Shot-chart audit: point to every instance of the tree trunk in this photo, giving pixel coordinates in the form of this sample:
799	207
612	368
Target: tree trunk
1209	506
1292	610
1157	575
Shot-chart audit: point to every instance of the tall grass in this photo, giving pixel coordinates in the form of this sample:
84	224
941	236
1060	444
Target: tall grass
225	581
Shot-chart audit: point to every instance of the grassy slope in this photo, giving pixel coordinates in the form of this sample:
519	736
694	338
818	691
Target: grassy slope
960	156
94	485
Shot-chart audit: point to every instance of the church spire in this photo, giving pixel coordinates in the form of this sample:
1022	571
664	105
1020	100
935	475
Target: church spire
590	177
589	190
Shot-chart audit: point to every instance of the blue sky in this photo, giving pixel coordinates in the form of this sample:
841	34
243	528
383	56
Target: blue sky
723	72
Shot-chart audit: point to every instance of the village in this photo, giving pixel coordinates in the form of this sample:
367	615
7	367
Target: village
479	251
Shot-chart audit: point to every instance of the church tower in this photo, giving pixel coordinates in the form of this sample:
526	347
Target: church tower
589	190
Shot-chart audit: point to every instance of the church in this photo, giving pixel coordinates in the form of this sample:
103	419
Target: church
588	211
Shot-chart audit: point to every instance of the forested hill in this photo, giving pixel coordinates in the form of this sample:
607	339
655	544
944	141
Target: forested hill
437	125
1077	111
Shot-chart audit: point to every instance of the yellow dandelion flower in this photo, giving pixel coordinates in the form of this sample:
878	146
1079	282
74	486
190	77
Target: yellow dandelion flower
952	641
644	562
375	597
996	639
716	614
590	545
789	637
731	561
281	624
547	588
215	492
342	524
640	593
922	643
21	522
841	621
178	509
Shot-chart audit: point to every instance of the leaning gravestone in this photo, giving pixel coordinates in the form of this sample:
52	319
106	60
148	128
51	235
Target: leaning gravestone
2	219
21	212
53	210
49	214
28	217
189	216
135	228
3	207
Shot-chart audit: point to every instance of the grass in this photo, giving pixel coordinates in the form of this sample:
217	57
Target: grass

=-=-=

● **To do**:
Word for word, repeat each entry shown above.

● **Answer section**:
Shot-chart audit: point to every instance of the tree trunk in this photo, giving pixel coordinates in the form of this sample:
799	207
612	368
Target: tree trunk
1209	506
1292	610
1157	575
Shot-chart audit: point to every instance of the tall grass in this photo, giving pixel coordinates in the form of this sample:
84	224
941	236
1060	444
Target: tall grass
225	581
Shot-chart audit: point to every instance of the grassy slope in this photo, giving pixel coordinates in the form of this sample:
519	736
694	338
818	691
Target: grassy slope
960	156
94	485
Shot-chart audit: point to every instance of the church spire in this photo, giving pixel coordinates in the form of this sample:
1022	571
664	105
1020	100
935	475
Target: church spire
590	177
589	190
Shot-chart audit: point to every instance of the blue sky in this photo, giving pixel coordinates in the form of this sample:
841	34
243	528
383	56
Target: blue sky
723	72
Shot-chart audit: point to every instance of the village in this photo, giving pixel coordinates in the form of this sample:
367	615
7	367
Target: village
479	251
Shot-chart audit: point to every instance of the church tower in this photo, giving pixel coordinates in the form of this sample:
526	347
Target: church tower
589	190
Shot-chart audit: point to every instance of the church in this photo, giving pixel coordinates in the form of this sample:
103	419
Target: church
588	211
Shot-chart audit: point to every instance of the forested hill in this photo, giving pixel coordinates in the form of this sample:
607	339
655	544
944	141
Target: forested hill
437	125
1077	111
Shot-chart audit: point to every instance of the yellow dandelion flower in this photo, giving pixel coordinates in the form of this sample:
878	146
1079	282
74	486
190	77
Target: yellow dandelion flower
952	641
644	562
375	597
996	639
716	614
590	545
789	637
731	561
281	624
547	588
215	492
342	524
640	593
922	643
21	522
841	621
178	509
Shot-chart audit: point to every instance of the leaning gravestone in this photo, giving pixel coordinates in the form of this sample:
52	319
106	60
148	128
51	235
Target: leaning gravestone
2	219
21	212
53	210
49	214
28	217
189	216
135	228
3	207
Shot-chart audit: point to every instance of the grass in this photo, giving pixel coordinates in the form of this sample:
217	57
Target: grass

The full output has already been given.